=== Requests ===
[1] Reproduce the passage of the court opinion between "McDonnell, Attorney General, on" and "with this opinion.", inclusive.
[2] Answer these questions using the court opinion.
(a) From which county's circuit court did the case come?
(b) On what date did police arrive at the trailer park?
(c) What part of Deputy Tidwell's vehicle was kicked out?

=== Excerpt ===
COURT OF APPEALS OF VIRGINIA
Present: Chief Judge Felton, Judges Clements and Beales
Argued at Richmond, Virginia
TIMMY ELIJAH ROACH, S/K/A
TIMOTHY ELIJAH ROACH
OPINION BY
v. Record No. 2566-06-2 CHIEF JUDGE WALTER S. FELTON, JR.
MAY 6, 2008
COMMONWEALTH OF VIRGINIA
FROM THE CIRCUIT COURT OF ORANGE COUNTY
Paul M. Peatross, Jr., Judge
Andrew L. Wilder for appellant.
Richard B. Smith, Special Assistant Attorney General (Robert F.
McDonnell, Attorney General, on brief), for appellee.
Following a jury trial, Timmy Elijah Roach (appellant) was found guilty of felony
obstruction of justice, in violation of Code § 18.2-460(C). He contends his prosecution for that
offense violated Code § 19.2-294’s prohibition against successive prosecutions and that his
conviction and punishment for that offense constituted double jeopardy, in violation of the Fifth
Amendment to the United States Constitution and Article I, Section 8, of the Virginia
Constitution. He also contends the evidence was insufficient to convict him of violating Code
§ 18.2-460(C). For the following reasons we affirm in part, vacate in part, and remand for
proceedings consistent with this opinion.
I. BACKGROUND
On appeal of a conviction, we “‘discard the evidence of the accused in conflict with that
of the Commonwealth, and regard as true all the credible evidence favorable to the
Commonwealth and all fair inferences that may be drawn therefrom.’” Craddock v.
Commonwealth, 40 Va. App. 539, 542-43, 580 S.E.2d 454, 456 (2003) (quoting Holsapple v.
Commonwealth, 39 Va. App. 522, 528, 574 S.E.2d 756, 758-59 (2003) (en banc)). So viewed, the
evidence established that in the early morning hours of October 9, 2005, police arrived at a trailer
park in Orange County to quell a “brawl.” There, Deputy Brandon Tidwell, wearing his uniform
and displaying his badge of authority, arrested appellant for being drunk in public and on several
outstanding arrest warrants. After he was arrested, appellant was placed in the rear seat of
Deputy Tidwell’s marked police vehicle. He “yell[ed] and curs[ed]” at the deputy and other law
enforcement officers present at the scene, and kicked out the rear window of Deputy Tidwell’s
vehicle. As a result of that damage, another law enforcement officer transported appellant to the
Central Virginia Regional Jail for processing. There, Deputy Tidwell advised appellant of the
charges for which he had been arrested, and began to prepare paperwork related to his arrest.

=== Records provided ===
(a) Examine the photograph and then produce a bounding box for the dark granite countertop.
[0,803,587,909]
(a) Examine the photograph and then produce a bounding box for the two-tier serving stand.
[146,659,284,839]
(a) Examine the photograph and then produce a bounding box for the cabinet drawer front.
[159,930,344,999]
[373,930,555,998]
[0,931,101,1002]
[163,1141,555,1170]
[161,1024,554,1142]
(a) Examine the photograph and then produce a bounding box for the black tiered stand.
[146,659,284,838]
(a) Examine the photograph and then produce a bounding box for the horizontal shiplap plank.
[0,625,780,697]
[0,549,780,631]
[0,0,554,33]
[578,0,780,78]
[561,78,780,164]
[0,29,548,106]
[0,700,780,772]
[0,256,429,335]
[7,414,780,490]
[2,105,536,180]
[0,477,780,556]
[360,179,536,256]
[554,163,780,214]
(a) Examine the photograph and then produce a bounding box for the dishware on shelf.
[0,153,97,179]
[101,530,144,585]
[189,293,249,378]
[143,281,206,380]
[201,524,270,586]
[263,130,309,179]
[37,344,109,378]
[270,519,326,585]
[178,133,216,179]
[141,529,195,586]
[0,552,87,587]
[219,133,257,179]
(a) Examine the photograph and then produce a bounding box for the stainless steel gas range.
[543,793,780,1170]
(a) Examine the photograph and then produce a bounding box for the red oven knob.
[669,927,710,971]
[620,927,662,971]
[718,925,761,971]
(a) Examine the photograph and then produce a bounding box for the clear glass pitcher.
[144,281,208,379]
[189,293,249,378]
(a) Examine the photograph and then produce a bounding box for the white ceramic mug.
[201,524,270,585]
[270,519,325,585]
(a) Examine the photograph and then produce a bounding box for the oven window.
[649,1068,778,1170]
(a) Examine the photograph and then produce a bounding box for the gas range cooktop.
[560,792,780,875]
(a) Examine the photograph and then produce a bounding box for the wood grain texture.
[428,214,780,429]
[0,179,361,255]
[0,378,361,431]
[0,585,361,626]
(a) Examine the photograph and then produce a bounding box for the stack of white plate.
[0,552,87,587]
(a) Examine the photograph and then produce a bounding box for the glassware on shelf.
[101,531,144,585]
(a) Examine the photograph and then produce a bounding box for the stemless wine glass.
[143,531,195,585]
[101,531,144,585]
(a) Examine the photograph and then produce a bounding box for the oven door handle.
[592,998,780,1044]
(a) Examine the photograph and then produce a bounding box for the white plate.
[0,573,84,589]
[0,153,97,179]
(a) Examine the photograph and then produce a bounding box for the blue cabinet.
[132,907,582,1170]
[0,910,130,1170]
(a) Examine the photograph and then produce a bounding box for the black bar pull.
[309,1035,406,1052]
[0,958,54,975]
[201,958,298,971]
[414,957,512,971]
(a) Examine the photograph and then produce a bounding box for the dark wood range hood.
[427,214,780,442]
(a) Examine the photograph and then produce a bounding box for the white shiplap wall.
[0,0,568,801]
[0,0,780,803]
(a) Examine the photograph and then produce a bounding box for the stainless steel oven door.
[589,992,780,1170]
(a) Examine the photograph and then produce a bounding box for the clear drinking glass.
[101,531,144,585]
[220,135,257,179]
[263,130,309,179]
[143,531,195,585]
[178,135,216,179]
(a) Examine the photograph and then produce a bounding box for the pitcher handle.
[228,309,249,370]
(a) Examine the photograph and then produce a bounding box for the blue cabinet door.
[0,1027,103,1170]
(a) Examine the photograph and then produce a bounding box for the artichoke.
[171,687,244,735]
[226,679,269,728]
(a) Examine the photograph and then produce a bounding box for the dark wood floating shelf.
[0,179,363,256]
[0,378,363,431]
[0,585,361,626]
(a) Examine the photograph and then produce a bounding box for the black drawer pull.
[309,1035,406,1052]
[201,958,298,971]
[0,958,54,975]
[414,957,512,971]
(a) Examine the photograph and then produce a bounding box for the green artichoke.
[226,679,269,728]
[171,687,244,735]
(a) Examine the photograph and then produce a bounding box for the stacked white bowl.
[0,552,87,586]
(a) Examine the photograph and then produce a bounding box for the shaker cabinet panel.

=== Response list ===
[1]
McDonnell, Attorney General, on brief), for appellee.
Following a jury trial, Timmy Elijah Roach (appellant) was found guilty of felony
obstruction of justice, in violation of Code § 18.2-460(C). He contends his prosecution for that
offense violated Code § 19.2-294’s prohibition against successive prosecutions and that his
conviction and punishment for that offense constituted double jeopardy, in violation of the Fifth
Amendment to the United States Constitution and Article I, Section 8, of the Virginia
Constitution. He also contends the evidence was insufficient to convict him of violating Code
§ 18.2-460(C). For the following reasons we affirm in part, vacate in part, and remand for
proceedings consistent with this opinion.

[2]
(a) Orange County
(b) October 9, 2005
(c) The rear window